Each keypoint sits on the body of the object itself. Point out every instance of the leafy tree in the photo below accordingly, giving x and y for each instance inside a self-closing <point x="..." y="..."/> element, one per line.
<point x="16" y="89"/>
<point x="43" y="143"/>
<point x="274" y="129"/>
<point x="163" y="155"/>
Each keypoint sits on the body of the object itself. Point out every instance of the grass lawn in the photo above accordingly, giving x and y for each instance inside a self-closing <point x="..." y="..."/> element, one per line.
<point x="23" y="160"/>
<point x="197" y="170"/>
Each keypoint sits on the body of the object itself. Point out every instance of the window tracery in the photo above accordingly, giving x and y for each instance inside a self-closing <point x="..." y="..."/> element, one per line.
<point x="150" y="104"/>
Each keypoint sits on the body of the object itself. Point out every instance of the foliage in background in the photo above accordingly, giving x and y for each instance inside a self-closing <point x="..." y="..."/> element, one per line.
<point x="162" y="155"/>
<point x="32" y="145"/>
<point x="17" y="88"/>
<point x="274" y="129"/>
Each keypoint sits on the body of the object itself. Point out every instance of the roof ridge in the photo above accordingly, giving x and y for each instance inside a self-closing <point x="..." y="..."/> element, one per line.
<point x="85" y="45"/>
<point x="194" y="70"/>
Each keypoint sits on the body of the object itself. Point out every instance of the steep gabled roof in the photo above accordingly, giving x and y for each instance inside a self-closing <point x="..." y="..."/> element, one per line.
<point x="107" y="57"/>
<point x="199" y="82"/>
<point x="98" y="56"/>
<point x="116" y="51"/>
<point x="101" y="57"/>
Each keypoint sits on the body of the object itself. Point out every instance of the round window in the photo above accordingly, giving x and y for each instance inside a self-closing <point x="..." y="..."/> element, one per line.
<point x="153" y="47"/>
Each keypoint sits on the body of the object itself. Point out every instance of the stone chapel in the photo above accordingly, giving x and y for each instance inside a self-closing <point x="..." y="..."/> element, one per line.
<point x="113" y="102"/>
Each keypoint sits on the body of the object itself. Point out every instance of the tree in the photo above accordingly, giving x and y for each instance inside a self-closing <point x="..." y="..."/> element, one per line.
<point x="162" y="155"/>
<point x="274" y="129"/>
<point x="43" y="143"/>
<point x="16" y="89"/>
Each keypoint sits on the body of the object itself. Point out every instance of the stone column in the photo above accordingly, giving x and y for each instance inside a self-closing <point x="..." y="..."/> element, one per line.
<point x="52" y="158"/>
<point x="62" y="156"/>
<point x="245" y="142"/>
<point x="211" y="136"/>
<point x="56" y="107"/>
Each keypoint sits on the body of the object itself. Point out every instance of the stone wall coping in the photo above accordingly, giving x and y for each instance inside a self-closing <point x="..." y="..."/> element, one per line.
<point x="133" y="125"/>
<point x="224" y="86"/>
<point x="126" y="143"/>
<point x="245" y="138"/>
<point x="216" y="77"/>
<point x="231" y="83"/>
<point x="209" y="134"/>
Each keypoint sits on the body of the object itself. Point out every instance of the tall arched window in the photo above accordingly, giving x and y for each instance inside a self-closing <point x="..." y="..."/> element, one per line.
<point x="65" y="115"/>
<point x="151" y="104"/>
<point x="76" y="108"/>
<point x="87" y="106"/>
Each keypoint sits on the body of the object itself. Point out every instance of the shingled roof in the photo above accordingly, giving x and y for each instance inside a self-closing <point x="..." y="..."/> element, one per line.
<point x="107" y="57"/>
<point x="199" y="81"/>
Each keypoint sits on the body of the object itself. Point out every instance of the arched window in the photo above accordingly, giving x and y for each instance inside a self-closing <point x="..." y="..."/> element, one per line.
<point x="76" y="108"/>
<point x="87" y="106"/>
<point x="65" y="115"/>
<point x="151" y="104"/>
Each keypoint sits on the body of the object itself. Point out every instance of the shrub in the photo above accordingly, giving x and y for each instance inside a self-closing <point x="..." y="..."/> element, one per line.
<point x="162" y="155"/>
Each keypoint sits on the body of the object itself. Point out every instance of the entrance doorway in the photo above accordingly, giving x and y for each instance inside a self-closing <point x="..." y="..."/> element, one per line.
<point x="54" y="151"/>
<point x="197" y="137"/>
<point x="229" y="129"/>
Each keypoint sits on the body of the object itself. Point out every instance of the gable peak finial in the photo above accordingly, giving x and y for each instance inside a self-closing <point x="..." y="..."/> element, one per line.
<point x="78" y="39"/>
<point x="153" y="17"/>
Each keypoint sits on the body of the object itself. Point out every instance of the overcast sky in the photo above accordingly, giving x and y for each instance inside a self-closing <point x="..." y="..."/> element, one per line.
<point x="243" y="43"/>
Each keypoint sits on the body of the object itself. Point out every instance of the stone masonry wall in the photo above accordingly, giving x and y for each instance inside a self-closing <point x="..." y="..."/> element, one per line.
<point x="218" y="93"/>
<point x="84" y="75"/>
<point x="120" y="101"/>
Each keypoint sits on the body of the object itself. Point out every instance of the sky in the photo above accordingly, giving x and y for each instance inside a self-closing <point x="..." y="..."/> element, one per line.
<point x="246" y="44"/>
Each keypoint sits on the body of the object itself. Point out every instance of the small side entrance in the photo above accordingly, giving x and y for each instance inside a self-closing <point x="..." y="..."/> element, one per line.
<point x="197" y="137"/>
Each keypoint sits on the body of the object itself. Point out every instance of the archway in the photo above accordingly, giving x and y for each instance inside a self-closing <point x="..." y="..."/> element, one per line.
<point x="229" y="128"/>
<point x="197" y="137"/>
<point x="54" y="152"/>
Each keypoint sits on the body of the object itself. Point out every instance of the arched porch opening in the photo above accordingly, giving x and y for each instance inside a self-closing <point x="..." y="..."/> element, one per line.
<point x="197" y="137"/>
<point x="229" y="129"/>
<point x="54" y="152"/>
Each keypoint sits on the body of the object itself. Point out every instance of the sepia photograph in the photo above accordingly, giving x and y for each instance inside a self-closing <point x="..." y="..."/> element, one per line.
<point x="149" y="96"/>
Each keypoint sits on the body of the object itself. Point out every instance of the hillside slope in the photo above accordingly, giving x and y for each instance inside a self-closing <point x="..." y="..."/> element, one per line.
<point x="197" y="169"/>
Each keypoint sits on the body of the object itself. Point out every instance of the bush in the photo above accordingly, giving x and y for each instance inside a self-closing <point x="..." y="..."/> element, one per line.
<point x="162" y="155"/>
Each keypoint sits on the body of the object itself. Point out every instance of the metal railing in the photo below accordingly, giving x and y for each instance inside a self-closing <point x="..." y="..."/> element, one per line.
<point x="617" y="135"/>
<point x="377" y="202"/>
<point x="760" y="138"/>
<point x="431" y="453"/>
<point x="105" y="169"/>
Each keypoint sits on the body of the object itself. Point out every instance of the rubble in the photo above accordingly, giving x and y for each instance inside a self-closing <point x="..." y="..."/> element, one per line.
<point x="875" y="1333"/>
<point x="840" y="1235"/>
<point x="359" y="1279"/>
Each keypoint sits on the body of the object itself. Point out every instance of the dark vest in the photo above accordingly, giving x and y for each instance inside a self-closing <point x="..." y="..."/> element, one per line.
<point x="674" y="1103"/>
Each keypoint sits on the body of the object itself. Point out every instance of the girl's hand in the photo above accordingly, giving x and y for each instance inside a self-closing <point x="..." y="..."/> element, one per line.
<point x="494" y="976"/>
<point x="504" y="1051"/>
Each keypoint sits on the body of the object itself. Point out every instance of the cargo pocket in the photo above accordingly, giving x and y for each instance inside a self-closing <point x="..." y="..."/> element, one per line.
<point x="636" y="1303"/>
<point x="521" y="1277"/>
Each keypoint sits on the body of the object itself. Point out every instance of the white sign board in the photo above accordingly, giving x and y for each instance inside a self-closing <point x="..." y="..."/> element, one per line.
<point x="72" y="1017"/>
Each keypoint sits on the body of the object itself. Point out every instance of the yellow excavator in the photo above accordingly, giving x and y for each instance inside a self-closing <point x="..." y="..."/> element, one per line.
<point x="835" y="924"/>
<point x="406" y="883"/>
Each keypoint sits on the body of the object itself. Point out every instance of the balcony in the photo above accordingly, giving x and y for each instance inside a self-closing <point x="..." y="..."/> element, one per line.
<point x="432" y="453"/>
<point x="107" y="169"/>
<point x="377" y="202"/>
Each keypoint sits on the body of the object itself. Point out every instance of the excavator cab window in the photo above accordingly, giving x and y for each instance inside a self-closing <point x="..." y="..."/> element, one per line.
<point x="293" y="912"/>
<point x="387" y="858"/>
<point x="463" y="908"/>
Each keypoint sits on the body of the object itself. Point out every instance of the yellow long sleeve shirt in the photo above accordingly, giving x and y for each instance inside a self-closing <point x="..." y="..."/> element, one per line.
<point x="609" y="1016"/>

::::::::::

**TASK DESCRIPTION**
Reproduce, with no other lines, the run of lines that begins with the one containing "of the cargo" and ends with the last line of the material.

**WRITTEN SOLUTION**
Each keypoint sits on the body of the object itself. Point out every instance of the cargo pocket in the photo above accordingly, giving x and y for each instance inside a self-closing <point x="..." y="..."/> element, one per line.
<point x="636" y="1303"/>
<point x="521" y="1277"/>
Each keypoint sits on the body of the object itself. Point out every instance of the white sign board in the photo above accordingly, giving x and y for each instance inside a self-closing <point x="..." y="..."/> element, one per line.
<point x="72" y="1017"/>
Each keypoint sits on the body of the object itself. Point out every instance of the yellow excavator in the photo above accordingly, giving x and y for each instance inside a self-closing <point x="..." y="..."/> element, one per line.
<point x="835" y="924"/>
<point x="406" y="883"/>
Each keypoint sits on the body of the object itself. Point out every instance of the balcony in the photo above accordingly, giving x and y for each instance inside a self-closing <point x="..." y="..."/> element, one per line.
<point x="432" y="453"/>
<point x="107" y="169"/>
<point x="377" y="202"/>
Each keypoint sits on the body of the object itself. Point out every instance of the excavator cab window in the photo above accordingly, giving x and y for each instance inside a self-closing <point x="..." y="..."/> element, one per line.
<point x="293" y="912"/>
<point x="387" y="858"/>
<point x="463" y="908"/>
Each keypoint sits on the body of the object itself. Point out every instance of the yellow long sleeve shirt in the photo above accordingly, giving x and y for each instance inside a self-closing <point x="..." y="..."/> element, one per line.
<point x="609" y="1016"/>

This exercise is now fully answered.